TASK DATA:
[START]
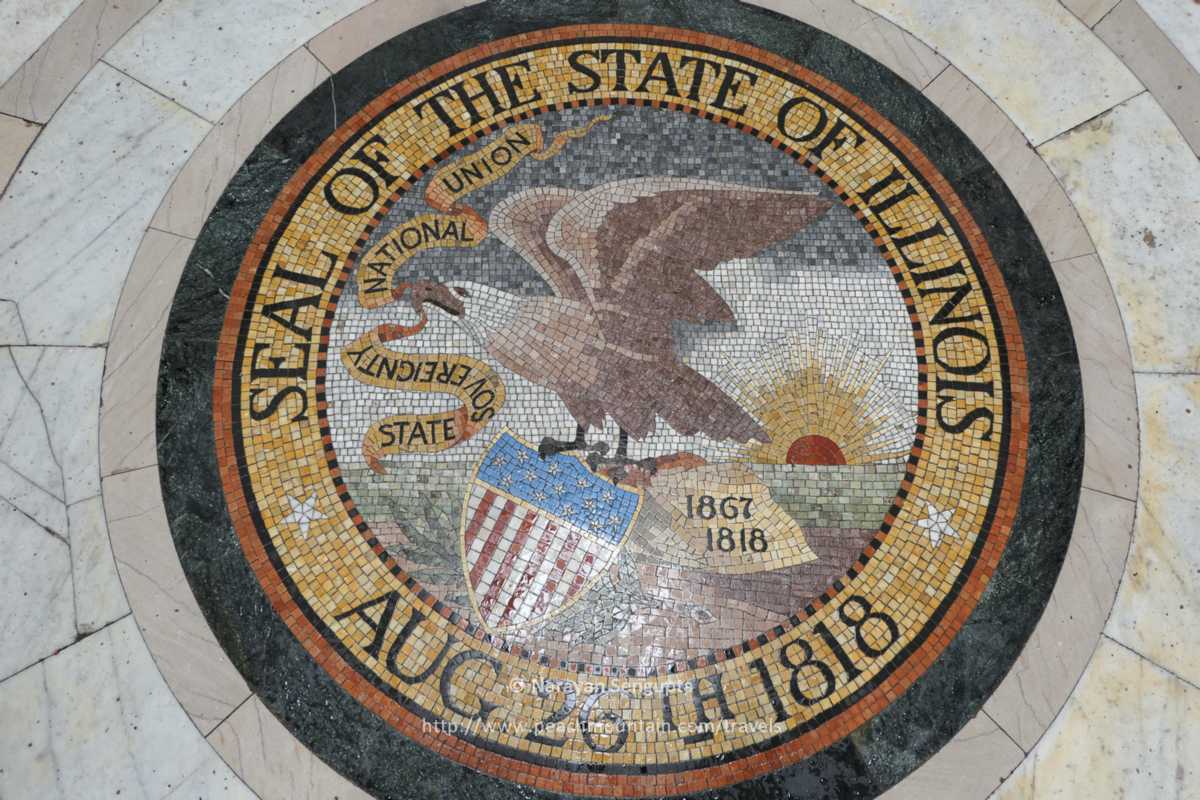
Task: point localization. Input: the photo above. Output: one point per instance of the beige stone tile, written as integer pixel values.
(1145, 49)
(1009, 55)
(1159, 602)
(1090, 11)
(99, 595)
(97, 721)
(1180, 20)
(883, 41)
(205, 54)
(82, 199)
(375, 24)
(35, 573)
(1110, 398)
(273, 762)
(16, 136)
(131, 370)
(1137, 186)
(64, 404)
(971, 765)
(207, 173)
(198, 672)
(36, 90)
(1048, 208)
(25, 24)
(1056, 655)
(1129, 731)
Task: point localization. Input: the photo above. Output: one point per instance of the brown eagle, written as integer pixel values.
(623, 260)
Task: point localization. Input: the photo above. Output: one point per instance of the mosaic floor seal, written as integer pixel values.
(618, 409)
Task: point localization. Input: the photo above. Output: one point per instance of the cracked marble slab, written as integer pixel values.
(207, 173)
(205, 54)
(204, 680)
(27, 23)
(1181, 23)
(78, 205)
(35, 573)
(1131, 729)
(274, 762)
(375, 24)
(1159, 597)
(97, 721)
(1155, 59)
(40, 85)
(1011, 54)
(131, 367)
(1137, 185)
(16, 136)
(1065, 639)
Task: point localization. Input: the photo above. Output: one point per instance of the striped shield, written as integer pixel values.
(537, 531)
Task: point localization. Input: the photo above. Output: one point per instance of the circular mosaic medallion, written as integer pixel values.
(617, 409)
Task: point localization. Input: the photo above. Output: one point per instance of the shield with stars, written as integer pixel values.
(537, 531)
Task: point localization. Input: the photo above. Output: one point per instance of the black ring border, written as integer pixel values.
(688, 22)
(835, 587)
(894, 663)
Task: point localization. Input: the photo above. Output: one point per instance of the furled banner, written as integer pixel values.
(477, 386)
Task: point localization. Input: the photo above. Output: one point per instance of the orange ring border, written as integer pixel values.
(599, 783)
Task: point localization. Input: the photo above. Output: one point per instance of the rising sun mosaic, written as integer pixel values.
(621, 410)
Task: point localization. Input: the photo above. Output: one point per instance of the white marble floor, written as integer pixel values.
(120, 124)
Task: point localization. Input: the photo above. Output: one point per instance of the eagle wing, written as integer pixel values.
(637, 247)
(521, 220)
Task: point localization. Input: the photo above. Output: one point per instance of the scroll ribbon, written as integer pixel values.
(478, 388)
(455, 224)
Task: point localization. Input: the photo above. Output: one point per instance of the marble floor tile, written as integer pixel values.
(27, 23)
(1159, 599)
(1137, 185)
(12, 328)
(274, 762)
(207, 54)
(375, 24)
(883, 41)
(1181, 23)
(1090, 11)
(65, 386)
(207, 684)
(97, 721)
(99, 595)
(16, 136)
(1048, 208)
(35, 573)
(1147, 50)
(1110, 398)
(1065, 639)
(131, 368)
(78, 205)
(1131, 729)
(971, 765)
(207, 173)
(1011, 54)
(30, 470)
(40, 85)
[END]
WHAT TO PRODUCE: Please reproduce every row above word for word, leaving out the picture.

REPLY:
Task: point localization. Input: the photo above. Output: one point per instance of the beige stone tile, written as integer pixel values.
(1145, 49)
(1009, 55)
(1159, 602)
(1090, 11)
(99, 595)
(97, 721)
(1180, 20)
(883, 41)
(205, 54)
(82, 199)
(375, 24)
(35, 573)
(1110, 398)
(273, 762)
(16, 136)
(131, 370)
(1137, 186)
(64, 404)
(971, 765)
(207, 173)
(198, 672)
(36, 90)
(1048, 208)
(25, 24)
(1056, 655)
(1129, 731)
Task: point localization. Input: the photo above. Output: one point per instance of the brown eagle, written as integer pixel values.
(623, 260)
Task: point localization. Input: the photo above. Output: one point per instance of the mosaic floor seal, written as integer pixel values.
(618, 409)
Task: point localization. Input: the photo above. Output: one point per instance of the cracked marble slab, written as integer pixel values.
(207, 173)
(205, 54)
(204, 680)
(27, 23)
(1181, 23)
(78, 205)
(35, 573)
(1131, 729)
(274, 762)
(375, 24)
(1159, 597)
(97, 721)
(1155, 59)
(40, 85)
(1011, 54)
(131, 367)
(1137, 185)
(16, 136)
(1065, 639)
Task: point localization. Input: the photo above. Output: one point per instance of the striped shield, written as integer pixel values.
(537, 531)
Task: point localization. Input: the photo above. Output: one point per instance of the circular mosaic medallion, written as integer pixel values.
(617, 409)
Task: point localization. Input: the photo above. Output: one point per instance of the shield with stars, written as integer pixel values.
(537, 531)
Task: point localization. Input: the photo above. Output: one point per instance of the black ring border, written as integer pixel values.
(688, 22)
(835, 587)
(894, 663)
Task: point localization. Input: the photo above. Output: one point per instance of the furled banner, written as integer pixel values.
(477, 386)
Task: point localization. Input: the photo above. Output: one point per instance of the orange ring border, written as integer pixel values.
(599, 783)
Task: point localization. Input: the photo above. Output: one point per instance of the rising sun mosaic, written as integer pixel values.
(621, 410)
Task: point localization. Input: the photo above. Output: one point per instance of the white marble floor, written as integer pixel values.
(120, 124)
Task: point localization. Input: the photo above. Output: one point per instance of the eagle wing, written as integer pixel values.
(637, 247)
(521, 220)
Task: point localization. Input: the photo above. Output: one point per instance of the scroll ribbon, written as integer pixel values.
(478, 388)
(455, 224)
Task: point localization. Input: the photo above. Output: one point per instance of the marble floor tile, written as integer pixel values.
(27, 23)
(1159, 599)
(1137, 185)
(12, 328)
(274, 762)
(207, 54)
(375, 24)
(883, 41)
(1181, 23)
(1090, 11)
(65, 386)
(207, 684)
(97, 721)
(99, 595)
(16, 136)
(1048, 208)
(35, 573)
(1147, 50)
(1110, 398)
(1065, 639)
(131, 368)
(78, 205)
(1131, 729)
(971, 765)
(207, 173)
(1011, 54)
(30, 470)
(40, 85)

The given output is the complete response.